§ **Work order**
The entries below must be reproduced exactly; their pictures are not part of the copy.

+---+

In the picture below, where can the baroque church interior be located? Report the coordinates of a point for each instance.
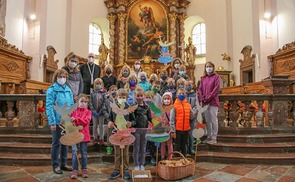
(250, 42)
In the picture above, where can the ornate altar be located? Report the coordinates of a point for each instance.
(136, 27)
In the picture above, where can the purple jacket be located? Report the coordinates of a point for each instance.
(209, 89)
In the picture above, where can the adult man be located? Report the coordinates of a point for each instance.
(90, 72)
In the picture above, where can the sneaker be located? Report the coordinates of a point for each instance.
(74, 174)
(127, 174)
(153, 161)
(114, 175)
(211, 142)
(141, 167)
(84, 173)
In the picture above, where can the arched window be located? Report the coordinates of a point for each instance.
(94, 38)
(199, 38)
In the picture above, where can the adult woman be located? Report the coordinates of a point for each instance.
(75, 81)
(58, 94)
(208, 95)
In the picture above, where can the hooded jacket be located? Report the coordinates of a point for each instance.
(57, 95)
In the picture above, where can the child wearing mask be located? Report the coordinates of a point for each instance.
(142, 118)
(130, 87)
(98, 106)
(121, 102)
(208, 95)
(81, 117)
(191, 98)
(109, 79)
(123, 76)
(59, 94)
(171, 88)
(182, 73)
(144, 84)
(167, 101)
(75, 81)
(180, 121)
(164, 84)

+---+

§ **Exercise solution**
In the picture below, where can the baroque church interior be located? Report the coordinates of a point for each instance.
(250, 42)
In the picture above, where can the ornate altar be located? Report the coordinates of a point for each instance.
(136, 27)
In the picture above, where can the purple jacket be located? Report the coordinates of a point for each instance.
(209, 89)
In the picture above, where can the adult man be located? Report the coordinates of a point for each instance.
(90, 72)
In the picture above, where can the sneaker be located? Report the coordinates of a point for each instance.
(74, 174)
(127, 174)
(153, 161)
(114, 175)
(211, 142)
(141, 167)
(84, 173)
In the picture above, where can the arched window be located? Report the coordinates of a point for each instance.
(94, 38)
(199, 38)
In the picture above, where can the adult woman be located? Report the coordinates of a point for each instance.
(75, 81)
(58, 94)
(208, 95)
In the picture above, where can the hooded jacket be located? Report the coordinates of a point for each instance.
(57, 95)
In the picture above, where can the child wearing mask be located? Report the coordinates of a point for each instance.
(142, 118)
(130, 87)
(98, 106)
(121, 102)
(208, 95)
(81, 117)
(191, 98)
(109, 79)
(123, 76)
(59, 94)
(171, 88)
(182, 73)
(144, 84)
(167, 101)
(75, 81)
(180, 121)
(164, 84)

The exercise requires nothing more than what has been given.